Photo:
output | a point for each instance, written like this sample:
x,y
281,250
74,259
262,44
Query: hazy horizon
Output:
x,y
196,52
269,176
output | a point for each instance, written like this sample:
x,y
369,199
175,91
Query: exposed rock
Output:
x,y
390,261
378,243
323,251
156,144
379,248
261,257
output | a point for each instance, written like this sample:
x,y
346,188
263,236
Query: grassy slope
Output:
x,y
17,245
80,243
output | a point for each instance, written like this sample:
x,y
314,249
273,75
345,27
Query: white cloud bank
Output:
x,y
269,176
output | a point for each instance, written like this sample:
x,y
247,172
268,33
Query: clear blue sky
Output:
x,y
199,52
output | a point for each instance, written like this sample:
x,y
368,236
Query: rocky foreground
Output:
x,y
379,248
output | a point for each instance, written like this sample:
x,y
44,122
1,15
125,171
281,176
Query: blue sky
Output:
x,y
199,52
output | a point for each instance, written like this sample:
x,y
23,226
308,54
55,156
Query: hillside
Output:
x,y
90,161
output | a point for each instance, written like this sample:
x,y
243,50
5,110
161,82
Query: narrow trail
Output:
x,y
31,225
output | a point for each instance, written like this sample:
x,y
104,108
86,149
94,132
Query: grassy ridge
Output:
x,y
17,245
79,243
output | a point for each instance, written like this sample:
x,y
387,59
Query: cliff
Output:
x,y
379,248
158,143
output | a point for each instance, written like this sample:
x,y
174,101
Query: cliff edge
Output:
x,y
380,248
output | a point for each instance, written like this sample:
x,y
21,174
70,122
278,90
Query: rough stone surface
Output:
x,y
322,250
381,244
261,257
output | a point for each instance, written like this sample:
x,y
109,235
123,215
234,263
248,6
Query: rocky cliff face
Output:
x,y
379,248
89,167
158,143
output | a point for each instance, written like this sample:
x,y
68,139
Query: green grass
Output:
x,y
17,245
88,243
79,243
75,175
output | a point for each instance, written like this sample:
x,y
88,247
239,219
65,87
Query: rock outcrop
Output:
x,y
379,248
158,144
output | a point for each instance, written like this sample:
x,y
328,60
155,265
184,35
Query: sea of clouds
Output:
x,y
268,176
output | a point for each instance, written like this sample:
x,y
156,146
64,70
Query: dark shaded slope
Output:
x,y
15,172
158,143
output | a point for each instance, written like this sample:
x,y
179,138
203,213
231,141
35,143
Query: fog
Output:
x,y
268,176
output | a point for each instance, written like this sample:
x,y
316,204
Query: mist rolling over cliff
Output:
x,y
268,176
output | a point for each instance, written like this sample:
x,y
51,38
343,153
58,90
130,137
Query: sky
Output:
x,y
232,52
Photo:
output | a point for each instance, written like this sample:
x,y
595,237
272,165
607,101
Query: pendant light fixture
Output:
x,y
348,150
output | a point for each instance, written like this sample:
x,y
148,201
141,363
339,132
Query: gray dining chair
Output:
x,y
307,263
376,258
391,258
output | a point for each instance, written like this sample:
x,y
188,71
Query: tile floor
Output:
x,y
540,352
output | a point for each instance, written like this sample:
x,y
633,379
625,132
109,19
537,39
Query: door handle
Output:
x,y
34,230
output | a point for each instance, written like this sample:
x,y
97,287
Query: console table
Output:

- - -

### JOB
Restate the listing above word for word.

### RESULT
Photo:
output | a point for each instance, written like this sample:
x,y
281,250
74,259
262,44
Query: hazy horizon
Output:
x,y
196,52
269,176
output | a point for each instance, written like this sample:
x,y
369,199
175,91
Query: exposed rock
Output:
x,y
390,261
378,243
323,251
156,144
379,248
261,257
output | a point for each instance, written like this sample:
x,y
346,188
263,236
Query: grassy slope
Output:
x,y
17,245
80,243
output | a point for each instance, written like this sample:
x,y
314,249
273,75
345,27
Query: white cloud bank
Output:
x,y
269,176
output | a point for each instance, written like this sample:
x,y
247,172
268,33
Query: clear blue sky
Output:
x,y
199,52
output | a point for each instance, written like this sample:
x,y
368,236
Query: rocky foreground
Output:
x,y
379,248
output | a point for each instance, written like this sample:
x,y
44,122
1,15
125,171
281,176
Query: blue sky
Output:
x,y
199,52
output | a point for each instance, written like this sample:
x,y
23,226
308,54
55,156
Query: hillside
Output:
x,y
90,161
output | a point for each instance, written like this sample:
x,y
243,50
5,110
161,82
Query: narrow trail
Output:
x,y
31,225
output | a point for each instance, written like this sample:
x,y
104,108
86,149
94,132
Query: grassy ridge
Output:
x,y
17,245
79,243
output | a point for each instance, written like this sample:
x,y
387,59
Query: cliff
Output:
x,y
379,248
158,143
output | a point for each instance, written like this sample:
x,y
174,101
Query: cliff edge
Output:
x,y
380,248
output | a point for each instance, written like this sample:
x,y
21,174
70,122
278,90
Query: rough stone surface
Output:
x,y
322,250
381,244
261,257
output | a point for each instance, written like this sample:
x,y
109,235
123,215
234,263
248,6
Query: rocky cliff face
Output:
x,y
379,248
89,167
158,143
output | a point for each instance, written like this sample:
x,y
68,139
Query: green grass
Output:
x,y
17,245
88,243
79,243
75,175
output | a point for each instance, written like this sample:
x,y
88,247
239,219
65,87
Query: rock outcrop
Output:
x,y
379,248
158,144
output | a point for each instance, written like this sample:
x,y
328,60
155,265
184,35
Query: sea of clouds
Output:
x,y
268,176
output | a point for each instance, written like this sample:
x,y
156,146
64,70
Query: dark shaded slope
Output:
x,y
15,172
158,143
output | a point for each instance, written like this sample:
x,y
179,138
203,213
231,141
35,143
Query: fog
Output:
x,y
268,176
output | a point for each instance, written like this sample:
x,y
316,204
Query: mist rolling over cliff
Output:
x,y
268,176
output | a point for each instance, written like this sample:
x,y
51,38
343,153
58,90
130,137
Query: sky
Output:
x,y
232,52
Photo:
output | a point for each instance, written like this sample:
x,y
595,237
272,165
607,101
Query: pendant light fixture
Output:
x,y
348,150
output | a point for each instance, written like this sample:
x,y
148,201
141,363
339,132
Query: gray dining chair
Output:
x,y
307,263
376,258
391,258
output | a point for each instance, written like this sample:
x,y
188,71
Query: tile floor
Output:
x,y
540,352
output | a point for each instance, written like this sample:
x,y
633,379
625,132
109,19
537,39
Query: door handle
Output:
x,y
34,230
output | a point for each instance, written like this sample:
x,y
97,287
Query: console table
Output:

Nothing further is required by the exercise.